:: WRITTEN EXERCISE A ::
Please transcribe the records below from the line with "Mark every instance of the tall" to the line with "x=458, y=163", both lines included.

I've always stuck to it hard and fast, but since I've been playing the same person for a few weeks now, I recently suggested that we could have an extra "slot" for our armies. I chose an extra HQ because I can't fit Vect, The Baron and Haemonculi in my 2k list without detachments, and he would like to have 4 Reaver jetbike squads in 2k, so has an extra FA slot.

Given that neither of us are trying to "power game" much, would you be happy if I fielded it against you? Or would you demand I followed the chart (and you're well within your rights to do so of course)? Have you ever altered the chart yourself? Did it change the shape of the battles at all?


----------



## Treesnifer (Jun 13, 2010)

Shoot! I'd run with it. I could see doing that in a scenario, but we've done that in Epic SM as well. Our Eldar player HATED the Eldar company cards (something about guardians not being as good a x, y, or z) - we allowed him to make up his own. Needless to say, it was rather interesting to face companies made up of a detachment of Wave Serpents with Banshee, War Walkers, and Falcon Tanks. In the end, all it did was make it difficult to get points out of him since you weren't ever sure what the break point of his company was.

:: WRITTEN EXERCISE B ::
Restate word for word the part of the forum thread above from "Given that neither" to "(Jun 13, 2010)".

:: DATASET RECORDS ::

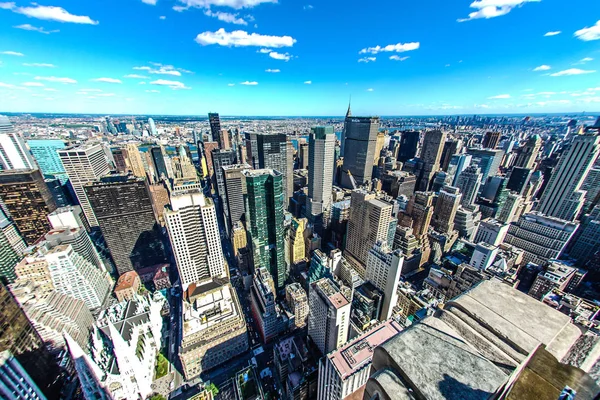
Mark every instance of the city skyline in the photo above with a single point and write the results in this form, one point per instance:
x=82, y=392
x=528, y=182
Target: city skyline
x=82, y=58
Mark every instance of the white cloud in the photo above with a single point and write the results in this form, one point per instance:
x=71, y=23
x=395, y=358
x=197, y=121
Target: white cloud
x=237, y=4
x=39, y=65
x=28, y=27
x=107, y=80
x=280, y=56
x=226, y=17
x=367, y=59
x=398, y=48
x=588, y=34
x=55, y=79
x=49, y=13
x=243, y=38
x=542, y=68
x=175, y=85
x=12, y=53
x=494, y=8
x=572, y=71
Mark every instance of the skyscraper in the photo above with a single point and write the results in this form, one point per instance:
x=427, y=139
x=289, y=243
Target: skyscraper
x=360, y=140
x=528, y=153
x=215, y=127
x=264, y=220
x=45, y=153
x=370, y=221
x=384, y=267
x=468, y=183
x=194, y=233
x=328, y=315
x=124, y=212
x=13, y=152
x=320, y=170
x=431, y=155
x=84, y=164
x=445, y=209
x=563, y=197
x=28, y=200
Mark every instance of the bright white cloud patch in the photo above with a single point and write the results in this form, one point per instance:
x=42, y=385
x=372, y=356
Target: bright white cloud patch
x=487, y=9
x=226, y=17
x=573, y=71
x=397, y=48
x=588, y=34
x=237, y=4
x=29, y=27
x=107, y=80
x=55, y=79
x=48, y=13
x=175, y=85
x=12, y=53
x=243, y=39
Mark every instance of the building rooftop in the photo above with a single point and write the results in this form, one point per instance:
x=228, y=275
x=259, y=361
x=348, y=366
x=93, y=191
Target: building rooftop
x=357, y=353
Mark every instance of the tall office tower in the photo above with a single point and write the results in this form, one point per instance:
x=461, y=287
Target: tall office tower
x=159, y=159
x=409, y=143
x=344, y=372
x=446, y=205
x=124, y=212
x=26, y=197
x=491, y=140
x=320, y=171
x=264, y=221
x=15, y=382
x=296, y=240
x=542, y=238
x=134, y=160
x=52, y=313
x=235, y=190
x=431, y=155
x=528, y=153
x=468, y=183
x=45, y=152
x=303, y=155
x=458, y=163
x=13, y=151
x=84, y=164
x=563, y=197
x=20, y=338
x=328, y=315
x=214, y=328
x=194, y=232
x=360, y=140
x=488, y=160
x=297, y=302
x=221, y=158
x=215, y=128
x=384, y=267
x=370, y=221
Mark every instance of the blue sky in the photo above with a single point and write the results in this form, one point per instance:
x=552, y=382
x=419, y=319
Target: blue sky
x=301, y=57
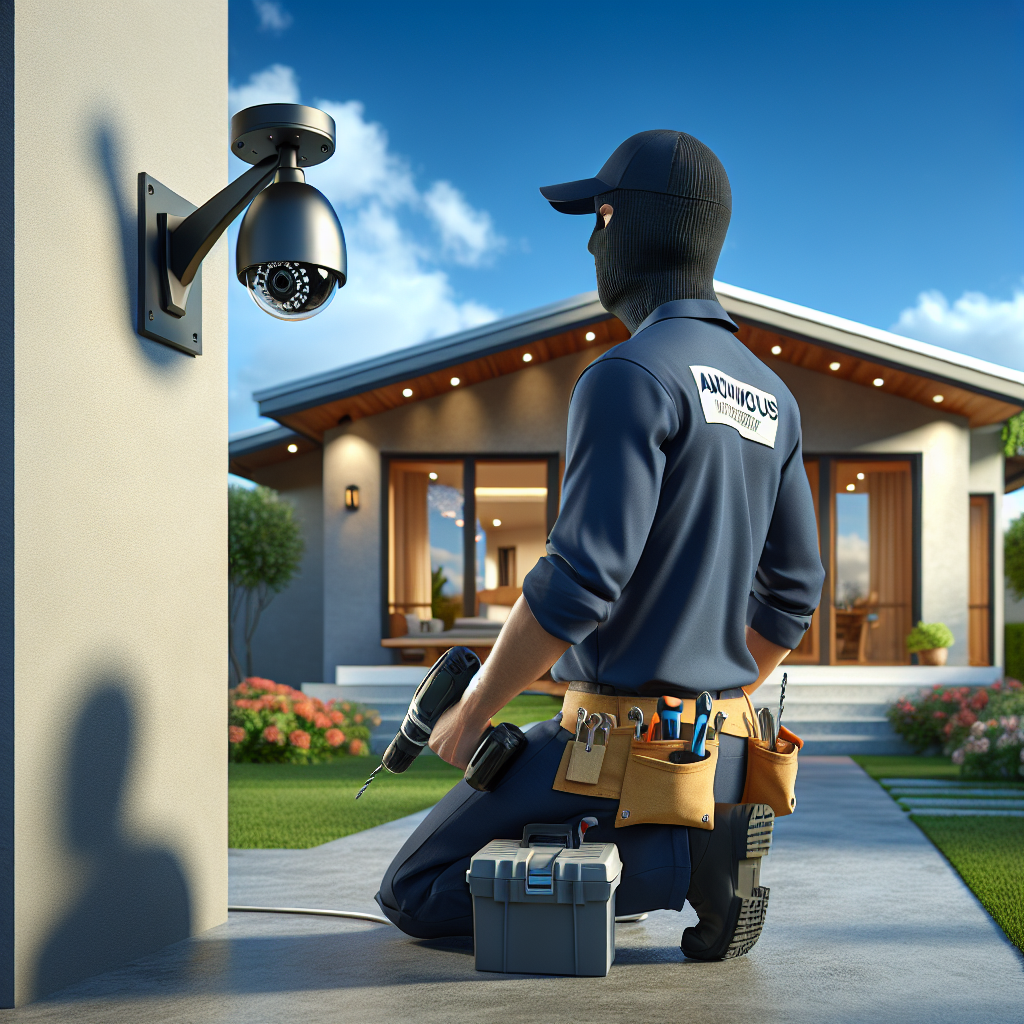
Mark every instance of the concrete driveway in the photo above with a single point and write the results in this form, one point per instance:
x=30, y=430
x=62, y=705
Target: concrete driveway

:: COMPLETE RESPONSE A ::
Mark every instance of the tall office tower in the photo above with a single point and write the results in this form, one point per instance:
x=461, y=287
Target: tall office tower
x=159, y=159
x=409, y=143
x=344, y=372
x=446, y=205
x=124, y=212
x=26, y=197
x=491, y=140
x=320, y=171
x=264, y=221
x=15, y=382
x=296, y=240
x=542, y=238
x=134, y=160
x=52, y=313
x=235, y=190
x=431, y=155
x=528, y=153
x=468, y=183
x=45, y=152
x=303, y=155
x=458, y=163

:: COMPLETE RESPONSE B ::
Given that neither of us are trying to "power game" much, would you be happy if I fielded it against you? Or would you demand I followed the chart (and you're well within your rights to do so of course)? Have you ever altered the chart yourself? Did it change the shape of the battles at all?


----------



## Treesnifer (Jun 13, 2010)